## WHAT IS EXPECTED
Starting with the line where "Exercise. Point out every instance of the building" appears, print every line through the end of the entries below exactly as it stands, and leave out the pictures.

## RECORD EXTRACTS
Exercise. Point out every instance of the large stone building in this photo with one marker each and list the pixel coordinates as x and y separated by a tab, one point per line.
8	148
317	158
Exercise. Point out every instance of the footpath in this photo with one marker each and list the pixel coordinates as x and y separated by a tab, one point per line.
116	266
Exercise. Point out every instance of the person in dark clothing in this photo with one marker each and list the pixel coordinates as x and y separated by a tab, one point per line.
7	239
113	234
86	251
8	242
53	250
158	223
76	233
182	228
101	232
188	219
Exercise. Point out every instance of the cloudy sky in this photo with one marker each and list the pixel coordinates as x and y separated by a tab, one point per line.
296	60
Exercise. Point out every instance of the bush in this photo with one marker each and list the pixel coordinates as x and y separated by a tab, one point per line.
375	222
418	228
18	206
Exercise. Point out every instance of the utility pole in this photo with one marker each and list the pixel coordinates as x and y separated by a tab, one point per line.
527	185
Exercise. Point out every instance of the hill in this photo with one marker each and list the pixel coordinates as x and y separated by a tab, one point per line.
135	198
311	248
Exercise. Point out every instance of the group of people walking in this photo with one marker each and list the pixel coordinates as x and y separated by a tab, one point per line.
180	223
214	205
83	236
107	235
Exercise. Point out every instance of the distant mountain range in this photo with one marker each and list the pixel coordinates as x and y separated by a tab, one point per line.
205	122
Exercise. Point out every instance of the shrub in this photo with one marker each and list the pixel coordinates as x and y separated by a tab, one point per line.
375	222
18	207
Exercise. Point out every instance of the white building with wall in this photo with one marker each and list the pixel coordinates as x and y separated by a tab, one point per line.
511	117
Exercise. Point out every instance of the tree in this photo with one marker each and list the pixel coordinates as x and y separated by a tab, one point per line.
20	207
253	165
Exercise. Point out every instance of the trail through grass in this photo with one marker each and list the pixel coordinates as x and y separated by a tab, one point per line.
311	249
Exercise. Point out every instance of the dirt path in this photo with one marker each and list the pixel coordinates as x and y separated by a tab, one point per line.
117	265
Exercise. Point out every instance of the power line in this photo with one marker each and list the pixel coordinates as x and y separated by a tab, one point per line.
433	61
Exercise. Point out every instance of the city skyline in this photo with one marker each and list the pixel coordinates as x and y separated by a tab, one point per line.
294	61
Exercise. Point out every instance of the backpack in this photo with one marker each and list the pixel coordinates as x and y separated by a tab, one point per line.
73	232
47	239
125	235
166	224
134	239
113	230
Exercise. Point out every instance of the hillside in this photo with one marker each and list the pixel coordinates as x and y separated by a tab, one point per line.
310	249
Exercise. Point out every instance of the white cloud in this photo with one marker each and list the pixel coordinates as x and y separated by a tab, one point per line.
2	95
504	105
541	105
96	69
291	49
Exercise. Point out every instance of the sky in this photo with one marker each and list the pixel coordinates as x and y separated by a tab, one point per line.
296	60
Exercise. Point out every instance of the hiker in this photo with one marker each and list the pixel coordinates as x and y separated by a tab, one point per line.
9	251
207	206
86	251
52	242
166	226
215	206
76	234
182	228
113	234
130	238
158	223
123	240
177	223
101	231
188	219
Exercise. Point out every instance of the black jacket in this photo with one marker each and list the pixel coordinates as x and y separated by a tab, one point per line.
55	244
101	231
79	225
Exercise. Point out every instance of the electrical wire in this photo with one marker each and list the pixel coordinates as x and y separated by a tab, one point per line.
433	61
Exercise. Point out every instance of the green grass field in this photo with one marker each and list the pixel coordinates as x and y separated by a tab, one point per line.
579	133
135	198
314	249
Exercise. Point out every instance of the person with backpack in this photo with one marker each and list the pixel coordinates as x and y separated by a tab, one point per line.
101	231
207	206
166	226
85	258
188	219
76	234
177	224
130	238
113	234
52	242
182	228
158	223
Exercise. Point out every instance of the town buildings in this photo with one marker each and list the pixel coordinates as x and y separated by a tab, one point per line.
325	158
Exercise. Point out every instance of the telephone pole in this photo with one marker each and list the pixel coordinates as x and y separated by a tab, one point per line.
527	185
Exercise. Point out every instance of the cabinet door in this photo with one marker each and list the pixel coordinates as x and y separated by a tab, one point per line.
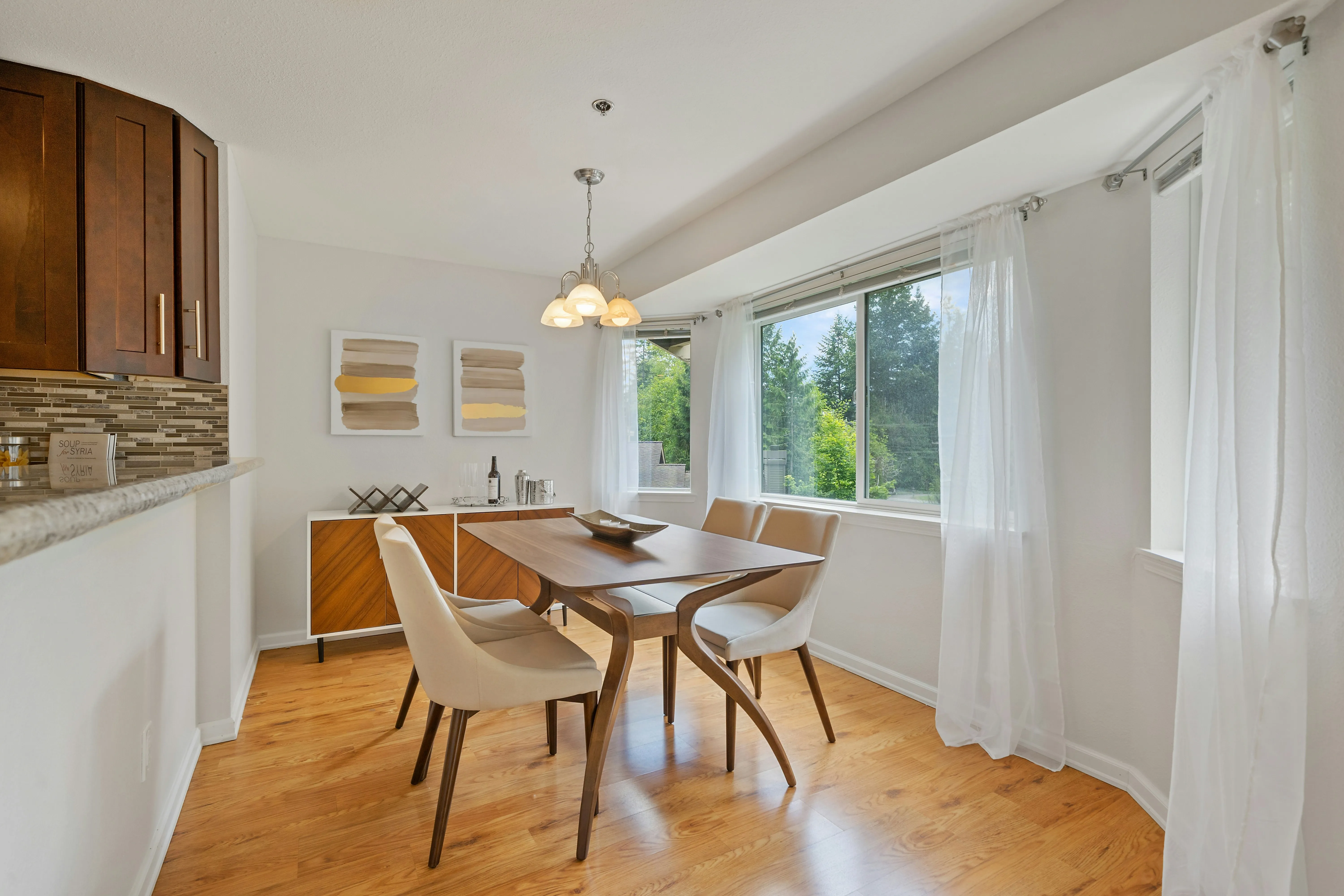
197	211
529	584
40	229
483	573
435	538
128	292
349	585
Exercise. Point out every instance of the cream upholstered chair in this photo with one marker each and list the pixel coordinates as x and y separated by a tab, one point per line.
467	676
728	516
483	621
776	614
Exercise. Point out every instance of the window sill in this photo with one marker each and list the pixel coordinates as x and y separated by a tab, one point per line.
1170	565
675	496
866	516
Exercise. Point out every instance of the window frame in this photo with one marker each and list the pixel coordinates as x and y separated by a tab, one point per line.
799	308
650	493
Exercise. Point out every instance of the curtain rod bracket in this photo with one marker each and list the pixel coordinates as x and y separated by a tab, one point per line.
1034	203
1286	33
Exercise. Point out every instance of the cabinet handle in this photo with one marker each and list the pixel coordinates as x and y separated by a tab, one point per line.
196	312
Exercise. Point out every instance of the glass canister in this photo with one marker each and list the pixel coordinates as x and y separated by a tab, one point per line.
541	492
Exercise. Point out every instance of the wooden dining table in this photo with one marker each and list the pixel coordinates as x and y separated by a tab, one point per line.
583	571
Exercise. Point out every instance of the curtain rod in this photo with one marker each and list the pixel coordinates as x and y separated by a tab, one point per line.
1115	182
1287	31
821	281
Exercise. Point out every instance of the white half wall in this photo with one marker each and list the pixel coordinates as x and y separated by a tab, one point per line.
97	644
307	291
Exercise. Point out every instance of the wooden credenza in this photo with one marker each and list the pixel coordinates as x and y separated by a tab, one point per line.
347	588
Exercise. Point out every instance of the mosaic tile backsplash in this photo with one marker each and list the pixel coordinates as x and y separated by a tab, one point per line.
157	424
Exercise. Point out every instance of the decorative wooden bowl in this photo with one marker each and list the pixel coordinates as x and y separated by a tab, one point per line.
614	528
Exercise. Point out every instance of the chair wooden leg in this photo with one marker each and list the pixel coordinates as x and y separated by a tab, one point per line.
670	678
589	709
436	713
407	700
730	713
816	691
454	754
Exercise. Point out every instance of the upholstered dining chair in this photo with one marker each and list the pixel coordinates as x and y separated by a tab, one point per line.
467	676
728	516
776	614
485	621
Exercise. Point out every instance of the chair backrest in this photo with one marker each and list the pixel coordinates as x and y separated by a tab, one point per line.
447	660
734	519
384	523
796	530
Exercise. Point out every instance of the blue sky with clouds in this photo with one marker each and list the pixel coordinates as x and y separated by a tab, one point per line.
810	330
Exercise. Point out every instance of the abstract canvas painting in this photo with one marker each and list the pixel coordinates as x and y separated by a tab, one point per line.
374	386
491	386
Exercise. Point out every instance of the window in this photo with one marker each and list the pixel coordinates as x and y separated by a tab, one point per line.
808	405
663	375
850	393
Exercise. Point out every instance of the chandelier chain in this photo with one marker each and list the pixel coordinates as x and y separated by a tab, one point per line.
588	246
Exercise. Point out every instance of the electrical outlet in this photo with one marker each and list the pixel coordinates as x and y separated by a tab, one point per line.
144	752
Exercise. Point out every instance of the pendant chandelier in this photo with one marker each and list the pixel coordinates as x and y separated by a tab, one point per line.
585	297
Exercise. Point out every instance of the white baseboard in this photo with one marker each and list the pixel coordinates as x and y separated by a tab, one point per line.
1120	774
892	679
1085	760
282	640
222	730
167	821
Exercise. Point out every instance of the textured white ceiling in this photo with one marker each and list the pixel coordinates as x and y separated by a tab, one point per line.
451	129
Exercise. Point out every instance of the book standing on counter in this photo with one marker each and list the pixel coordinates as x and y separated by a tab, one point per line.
83	459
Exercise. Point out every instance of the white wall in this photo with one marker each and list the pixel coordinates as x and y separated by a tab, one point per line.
881	614
226	637
304	292
1320	100
1062	54
1089	254
97	640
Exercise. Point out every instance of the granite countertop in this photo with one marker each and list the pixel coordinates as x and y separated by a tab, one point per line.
37	512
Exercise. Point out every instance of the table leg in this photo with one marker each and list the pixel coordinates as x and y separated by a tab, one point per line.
689	640
604	721
670	678
545	600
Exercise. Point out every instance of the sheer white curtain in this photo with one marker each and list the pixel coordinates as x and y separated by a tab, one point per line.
998	663
616	437
734	463
1241	695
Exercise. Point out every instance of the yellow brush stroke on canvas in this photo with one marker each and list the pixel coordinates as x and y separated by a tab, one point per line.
485	412
373	385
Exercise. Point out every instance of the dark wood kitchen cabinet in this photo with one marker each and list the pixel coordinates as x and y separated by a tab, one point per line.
110	232
197	211
128	234
40	226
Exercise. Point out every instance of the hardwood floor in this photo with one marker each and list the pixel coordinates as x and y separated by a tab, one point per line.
315	797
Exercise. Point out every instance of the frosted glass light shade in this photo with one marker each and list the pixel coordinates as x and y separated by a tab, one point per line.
557	316
585	300
620	312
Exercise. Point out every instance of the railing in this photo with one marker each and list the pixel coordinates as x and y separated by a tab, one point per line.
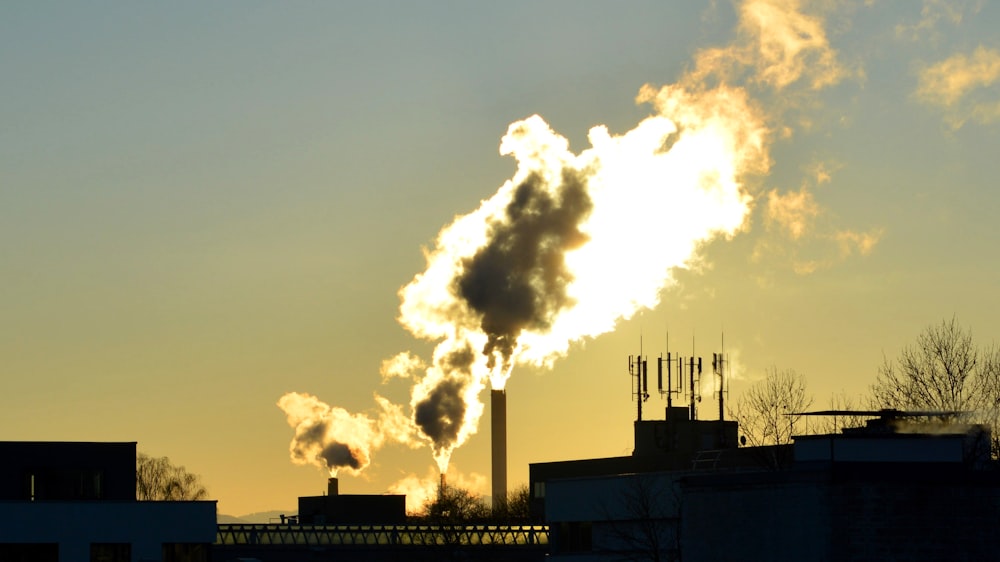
236	534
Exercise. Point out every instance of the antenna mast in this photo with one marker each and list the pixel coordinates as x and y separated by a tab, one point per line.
637	369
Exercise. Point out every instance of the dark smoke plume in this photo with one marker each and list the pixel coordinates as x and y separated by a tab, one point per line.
441	413
518	280
338	455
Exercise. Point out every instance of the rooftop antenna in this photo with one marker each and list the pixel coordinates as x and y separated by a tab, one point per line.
693	363
669	391
638	369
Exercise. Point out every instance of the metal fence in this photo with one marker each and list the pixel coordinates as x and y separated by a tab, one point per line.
239	534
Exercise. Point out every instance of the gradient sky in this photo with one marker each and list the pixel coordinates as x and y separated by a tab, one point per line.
204	206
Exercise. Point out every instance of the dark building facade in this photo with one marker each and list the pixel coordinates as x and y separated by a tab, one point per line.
352	509
887	491
75	501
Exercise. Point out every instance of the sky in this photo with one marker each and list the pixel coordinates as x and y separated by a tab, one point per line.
206	207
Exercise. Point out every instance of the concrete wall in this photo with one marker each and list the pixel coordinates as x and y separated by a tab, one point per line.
771	519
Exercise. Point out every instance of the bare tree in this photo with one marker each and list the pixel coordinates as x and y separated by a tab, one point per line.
835	423
944	370
156	479
768	410
455	505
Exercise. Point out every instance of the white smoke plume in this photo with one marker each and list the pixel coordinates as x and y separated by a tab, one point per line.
420	491
573	244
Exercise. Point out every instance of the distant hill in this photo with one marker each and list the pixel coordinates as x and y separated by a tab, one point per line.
259	517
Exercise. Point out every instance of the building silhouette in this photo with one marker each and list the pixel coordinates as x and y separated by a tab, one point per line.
76	501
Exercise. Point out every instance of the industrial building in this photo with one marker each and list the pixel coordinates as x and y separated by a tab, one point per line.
891	490
76	501
335	508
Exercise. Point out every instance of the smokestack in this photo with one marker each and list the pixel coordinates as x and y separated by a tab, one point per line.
498	421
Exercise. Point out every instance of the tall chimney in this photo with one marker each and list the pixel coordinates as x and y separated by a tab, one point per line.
498	421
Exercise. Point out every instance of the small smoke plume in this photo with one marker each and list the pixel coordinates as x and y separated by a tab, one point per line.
421	491
574	243
334	439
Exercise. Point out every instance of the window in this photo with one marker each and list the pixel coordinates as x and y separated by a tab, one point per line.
575	536
185	552
110	552
29	552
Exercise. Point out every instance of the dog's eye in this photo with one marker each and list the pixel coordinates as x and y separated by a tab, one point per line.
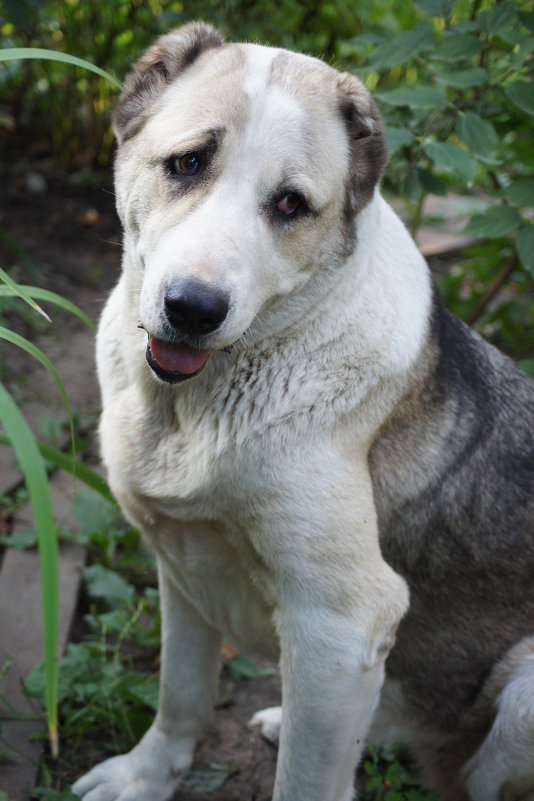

## WRITTEN RESPONSE
Exercise. Point out every instance of the building silhouette in this photo with one marker each and list the pixel coordinates as x and y separated by a tab, one point per line.
76	501
Exercise. Point out every instance of the industrial building in this photo with one marker each and list the pixel coordinates as x and y separated by a tab, one point per line.
891	490
76	501
335	508
Exercise. Point out every instance of the smokestack in this photo with one marker each and list the pixel coordinates as x and y separated by a tab, one point per line.
498	421
Exercise. Point out every instance of the tall chimney in this photo with one marker each and list the pixel coordinates as x and y separated by a tab, one point per line.
498	421
Exercise. Point out every instance of the small smoke plume in this photo with one marker each and list the pixel coordinates as x and y separated by a tab, one point per line.
421	491
574	243
334	439
Exercise. Point out every instance of the window in this photo with one marker each and list the pixel coordinates as x and y separated by a tab, one point per line.
575	536
185	552
110	552
29	552
Exercise. Point out every instance of the dog's eye in this photo with one marker each and list the pixel coordinates as x and y separated by a tab, one point per line.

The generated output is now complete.